Objective:
Put every one of the records below into a Markdown table with two columns, Row and Line, giving each line its own numbered row. Skip blank lines and leave the pictures out.

Point-based annotation records:
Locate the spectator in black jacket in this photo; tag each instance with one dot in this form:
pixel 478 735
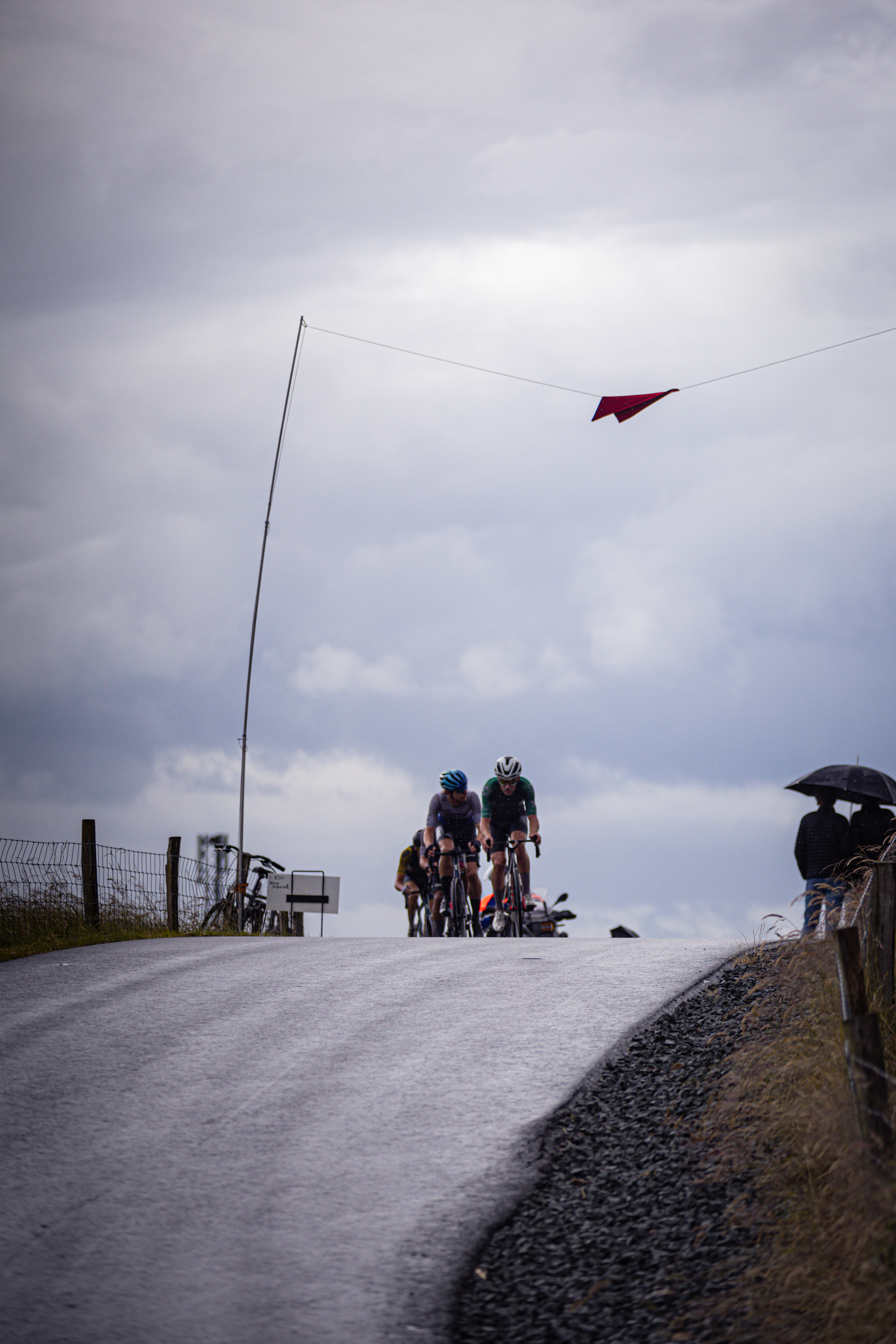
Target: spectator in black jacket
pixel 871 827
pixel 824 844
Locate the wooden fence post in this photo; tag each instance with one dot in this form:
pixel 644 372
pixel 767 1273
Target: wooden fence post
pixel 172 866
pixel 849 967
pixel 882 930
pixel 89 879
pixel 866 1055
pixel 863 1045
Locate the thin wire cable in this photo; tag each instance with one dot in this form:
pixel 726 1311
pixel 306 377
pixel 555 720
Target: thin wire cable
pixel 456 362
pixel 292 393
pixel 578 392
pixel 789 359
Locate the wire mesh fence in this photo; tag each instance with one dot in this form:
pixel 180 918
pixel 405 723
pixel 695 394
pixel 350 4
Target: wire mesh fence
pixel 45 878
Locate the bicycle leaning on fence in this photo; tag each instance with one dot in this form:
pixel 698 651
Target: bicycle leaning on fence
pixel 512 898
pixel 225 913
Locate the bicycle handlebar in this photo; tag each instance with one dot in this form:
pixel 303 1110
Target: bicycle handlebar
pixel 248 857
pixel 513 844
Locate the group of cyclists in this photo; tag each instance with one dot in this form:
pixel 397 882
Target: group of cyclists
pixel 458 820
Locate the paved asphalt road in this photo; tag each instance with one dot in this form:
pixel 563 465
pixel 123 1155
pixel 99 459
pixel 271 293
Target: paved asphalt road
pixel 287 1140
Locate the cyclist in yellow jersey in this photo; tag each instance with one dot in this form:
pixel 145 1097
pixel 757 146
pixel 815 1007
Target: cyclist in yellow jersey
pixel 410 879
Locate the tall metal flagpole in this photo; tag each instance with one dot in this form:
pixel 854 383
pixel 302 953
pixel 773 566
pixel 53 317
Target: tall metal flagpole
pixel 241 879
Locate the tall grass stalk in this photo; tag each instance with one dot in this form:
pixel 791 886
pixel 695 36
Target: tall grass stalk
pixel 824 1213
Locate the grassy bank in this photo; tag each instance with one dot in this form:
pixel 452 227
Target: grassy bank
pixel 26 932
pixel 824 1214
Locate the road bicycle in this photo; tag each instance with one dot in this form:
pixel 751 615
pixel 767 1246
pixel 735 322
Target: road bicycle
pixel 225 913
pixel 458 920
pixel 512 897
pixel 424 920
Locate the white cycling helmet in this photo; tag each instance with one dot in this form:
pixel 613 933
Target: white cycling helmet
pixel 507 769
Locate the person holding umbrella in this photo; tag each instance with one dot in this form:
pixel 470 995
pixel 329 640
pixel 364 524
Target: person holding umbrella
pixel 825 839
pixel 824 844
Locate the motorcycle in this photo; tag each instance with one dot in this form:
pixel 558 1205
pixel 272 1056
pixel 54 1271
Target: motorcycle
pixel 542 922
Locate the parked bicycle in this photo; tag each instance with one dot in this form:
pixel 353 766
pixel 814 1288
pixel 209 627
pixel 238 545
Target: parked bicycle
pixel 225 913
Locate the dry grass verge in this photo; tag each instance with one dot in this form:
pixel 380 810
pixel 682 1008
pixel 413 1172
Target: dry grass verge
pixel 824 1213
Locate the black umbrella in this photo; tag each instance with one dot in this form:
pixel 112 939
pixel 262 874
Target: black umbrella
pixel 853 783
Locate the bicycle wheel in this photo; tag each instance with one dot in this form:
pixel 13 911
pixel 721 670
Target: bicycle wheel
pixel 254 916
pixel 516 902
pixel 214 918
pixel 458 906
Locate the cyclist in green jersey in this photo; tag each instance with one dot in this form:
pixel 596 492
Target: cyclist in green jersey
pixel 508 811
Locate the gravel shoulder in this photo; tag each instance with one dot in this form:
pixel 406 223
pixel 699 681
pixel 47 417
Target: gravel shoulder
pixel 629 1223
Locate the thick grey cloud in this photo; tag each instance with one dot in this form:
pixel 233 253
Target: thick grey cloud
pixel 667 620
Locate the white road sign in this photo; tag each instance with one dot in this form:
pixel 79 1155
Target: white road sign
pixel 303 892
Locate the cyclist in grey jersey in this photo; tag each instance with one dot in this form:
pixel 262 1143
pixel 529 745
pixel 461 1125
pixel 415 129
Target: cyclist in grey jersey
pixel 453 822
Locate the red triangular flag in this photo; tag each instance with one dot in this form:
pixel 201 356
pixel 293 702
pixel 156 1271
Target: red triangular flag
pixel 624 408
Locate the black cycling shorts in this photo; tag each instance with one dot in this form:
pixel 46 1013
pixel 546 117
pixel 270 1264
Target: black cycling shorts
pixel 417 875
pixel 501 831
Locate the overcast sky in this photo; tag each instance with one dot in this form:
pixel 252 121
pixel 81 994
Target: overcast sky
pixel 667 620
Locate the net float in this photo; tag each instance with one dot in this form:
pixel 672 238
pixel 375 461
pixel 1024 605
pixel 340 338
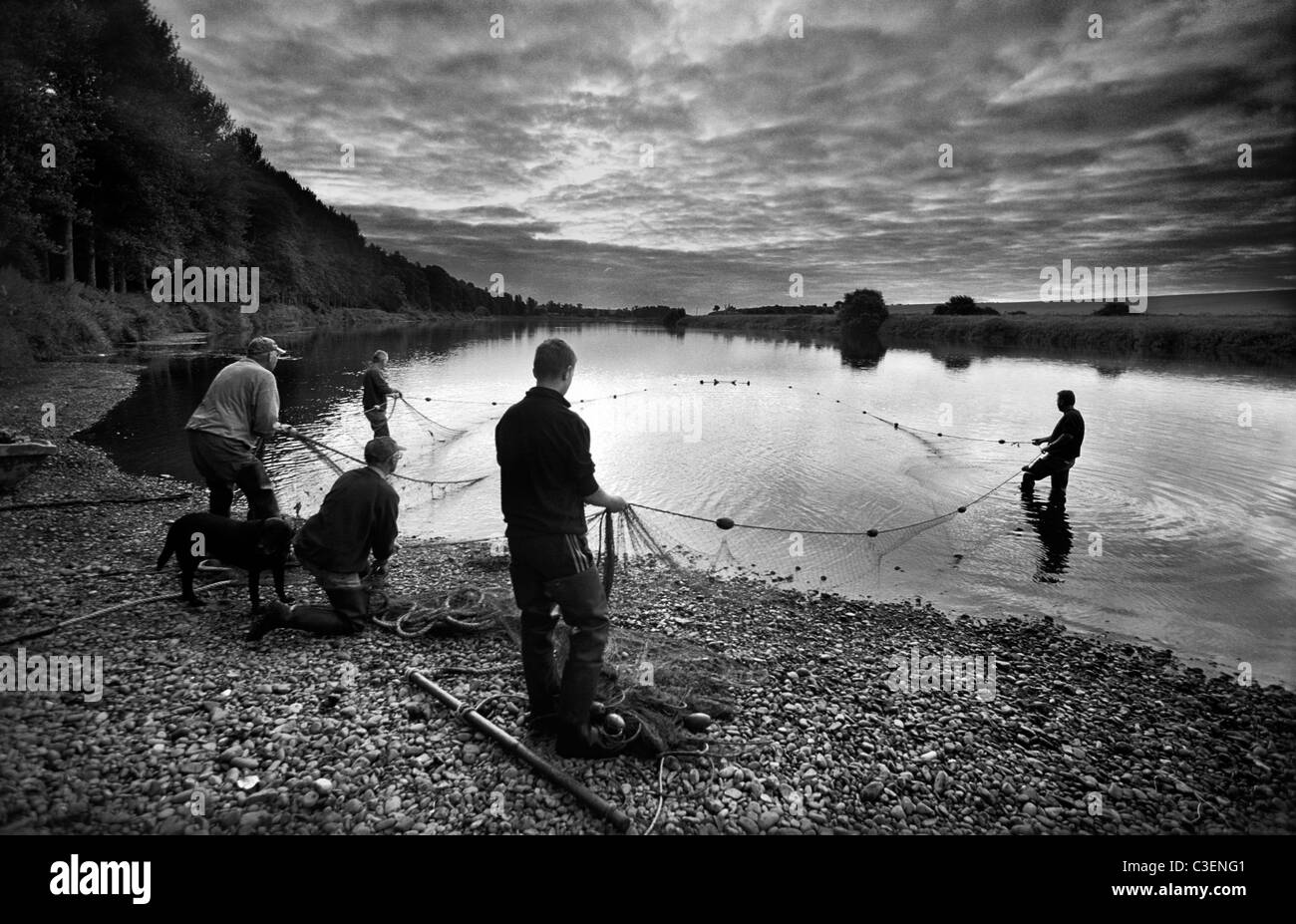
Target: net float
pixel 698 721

The response:
| Row | Line |
|---|---|
| 1 | Locate the spectator in black jacket in this photo; tag each instance with one dot in this form: |
| 2 | pixel 478 735 |
| 3 | Target: spectator in black jacket |
| 4 | pixel 871 827 |
| 5 | pixel 824 844 |
| 6 | Locate the wooden fence post in this photo; tag each instance with one dot in this form: |
| 7 | pixel 644 372 |
| 8 | pixel 767 1273 |
| 9 | Target: wooden fence post |
| 10 | pixel 172 866 |
| 11 | pixel 849 967 |
| 12 | pixel 882 930 |
| 13 | pixel 89 879 |
| 14 | pixel 866 1055 |
| 15 | pixel 863 1045 |
| 16 | Locate the thin wire cable in this photo; tag each instance with one dot in this form: |
| 17 | pixel 726 1311 |
| 18 | pixel 306 377 |
| 19 | pixel 555 720 |
| 20 | Target: thin wire cable |
| 21 | pixel 456 362 |
| 22 | pixel 292 393 |
| 23 | pixel 578 392 |
| 24 | pixel 789 359 |
| 25 | Locate the wire mesh fence in this photo; tag each instance with one dot in this form: |
| 26 | pixel 180 918 |
| 27 | pixel 405 723 |
| 28 | pixel 695 394 |
| 29 | pixel 350 4 |
| 30 | Target: wire mesh fence |
| 31 | pixel 45 878 |
| 32 | Locate the bicycle leaning on fence in this photo; tag each instance with one dot in this form: |
| 33 | pixel 698 651 |
| 34 | Target: bicycle leaning on fence |
| 35 | pixel 512 898 |
| 36 | pixel 225 913 |
| 37 | Locate the bicycle handlebar in this photo; tag each instance with one dot in this form: |
| 38 | pixel 303 1110 |
| 39 | Target: bicycle handlebar |
| 40 | pixel 248 857 |
| 41 | pixel 513 844 |
| 42 | Locate the group of cyclists in this photo; tag each instance with one dot in this form: |
| 43 | pixel 397 882 |
| 44 | Target: group of cyclists |
| 45 | pixel 458 820 |
| 46 | Locate the paved asphalt road in this photo; tag each instance with one dot in this form: |
| 47 | pixel 563 465 |
| 48 | pixel 123 1155 |
| 49 | pixel 99 459 |
| 50 | pixel 271 293 |
| 51 | Target: paved asphalt road |
| 52 | pixel 287 1140 |
| 53 | Locate the cyclist in yellow jersey in this photo; tag each instance with one dot in this form: |
| 54 | pixel 145 1097 |
| 55 | pixel 757 146 |
| 56 | pixel 815 1007 |
| 57 | Target: cyclist in yellow jersey |
| 58 | pixel 410 879 |
| 59 | Locate the tall metal flagpole in this photo; tag each instance with one dot in this form: |
| 60 | pixel 854 383 |
| 61 | pixel 302 953 |
| 62 | pixel 773 566 |
| 63 | pixel 53 317 |
| 64 | Target: tall metal flagpole |
| 65 | pixel 241 879 |
| 66 | Locate the tall grass stalk in this photo; tag each instance with one dot in this form: |
| 67 | pixel 791 886 |
| 68 | pixel 695 36 |
| 69 | Target: tall grass stalk |
| 70 | pixel 824 1213 |
| 71 | Locate the grassy bank in this photo; tag each instance with one dot in this form: |
| 72 | pixel 452 227 |
| 73 | Target: grassy bank |
| 74 | pixel 26 932 |
| 75 | pixel 824 1214 |
| 76 | Locate the road bicycle in this photo; tag each instance with one dot in this form: |
| 77 | pixel 751 615 |
| 78 | pixel 767 1246 |
| 79 | pixel 735 322 |
| 80 | Target: road bicycle |
| 81 | pixel 225 913 |
| 82 | pixel 458 920 |
| 83 | pixel 512 897 |
| 84 | pixel 424 920 |
| 85 | Locate the white cycling helmet in this photo; tag each instance with one dot in this form: |
| 86 | pixel 613 933 |
| 87 | Target: white cycling helmet |
| 88 | pixel 507 769 |
| 89 | Locate the person holding umbrella in this photo; tag each instance with one dot in this form: |
| 90 | pixel 470 995 |
| 91 | pixel 329 640 |
| 92 | pixel 364 524 |
| 93 | Target: person holding umbrella |
| 94 | pixel 825 839 |
| 95 | pixel 824 844 |
| 96 | Locate the motorcycle in this photo; tag each instance with one dot in this form: |
| 97 | pixel 558 1205 |
| 98 | pixel 272 1056 |
| 99 | pixel 54 1271 |
| 100 | Target: motorcycle |
| 101 | pixel 542 922 |
| 102 | Locate the parked bicycle in this photo; tag each instance with one dot in this form: |
| 103 | pixel 353 766 |
| 104 | pixel 814 1288 |
| 105 | pixel 209 627 |
| 106 | pixel 238 545 |
| 107 | Target: parked bicycle |
| 108 | pixel 225 913 |
| 109 | Locate the dry grass verge in this photo; tag each instance with one dot in this form: |
| 110 | pixel 380 810 |
| 111 | pixel 682 1008 |
| 112 | pixel 413 1172 |
| 113 | Target: dry grass verge |
| 114 | pixel 824 1213 |
| 115 | Locate the black umbrella in this photo; tag each instance with one dot in this form: |
| 116 | pixel 112 939 |
| 117 | pixel 262 874 |
| 118 | Target: black umbrella |
| 119 | pixel 853 783 |
| 120 | Locate the bicycle wheel in this photo; tag each instance with one dot in this form: |
| 121 | pixel 13 911 |
| 122 | pixel 721 670 |
| 123 | Target: bicycle wheel |
| 124 | pixel 254 916 |
| 125 | pixel 516 902 |
| 126 | pixel 214 918 |
| 127 | pixel 458 906 |
| 128 | Locate the cyclist in green jersey in this photo; tag each instance with one dot in this form: |
| 129 | pixel 596 492 |
| 130 | Target: cyclist in green jersey |
| 131 | pixel 508 811 |
| 132 | Locate the gravel shoulder in this photo; tag each instance with one dot in this form: |
| 133 | pixel 406 223 |
| 134 | pixel 699 681 |
| 135 | pixel 47 417 |
| 136 | Target: gravel shoulder |
| 137 | pixel 629 1223 |
| 138 | Locate the thick grey cloud in this photo; tag each instance with one dot in this form: |
| 139 | pixel 233 253 |
| 140 | Target: thick grey cloud |
| 141 | pixel 667 620 |
| 142 | Locate the white road sign in this photo; tag each instance with one dot in this form: |
| 143 | pixel 79 1155 |
| 144 | Target: white road sign |
| 145 | pixel 303 892 |
| 146 | Locate the cyclist in grey jersey in this photo; tag each instance with one dot in this form: |
| 147 | pixel 262 1143 |
| 148 | pixel 529 745 |
| 149 | pixel 461 1125 |
| 150 | pixel 415 129 |
| 151 | Target: cyclist in grey jersey |
| 152 | pixel 453 822 |
| 153 | Locate the red triangular flag in this photo; tag each instance with one dot in this form: |
| 154 | pixel 201 356 |
| 155 | pixel 293 702 |
| 156 | pixel 156 1271 |
| 157 | Target: red triangular flag |
| 158 | pixel 624 408 |
| 159 | Locate the black cycling shorts in this photo; tag each instance with one dot in this form: |
| 160 | pixel 46 1013 |
| 161 | pixel 546 117 |
| 162 | pixel 270 1264 |
| 163 | Target: black cycling shorts |
| 164 | pixel 417 875 |
| 165 | pixel 501 831 |
| 166 | Locate the overcast sky in this photo; tag each instance with one dot in this form: |
| 167 | pixel 252 121 |
| 168 | pixel 81 994 |
| 169 | Target: overcast sky |
| 170 | pixel 667 620 |
| 171 | Locate the net float in this photo; tag each instance with one dot in this form: |
| 172 | pixel 672 238 |
| 173 | pixel 375 461 |
| 174 | pixel 1024 605 |
| 175 | pixel 340 338 |
| 176 | Target: net float |
| 177 | pixel 698 721 |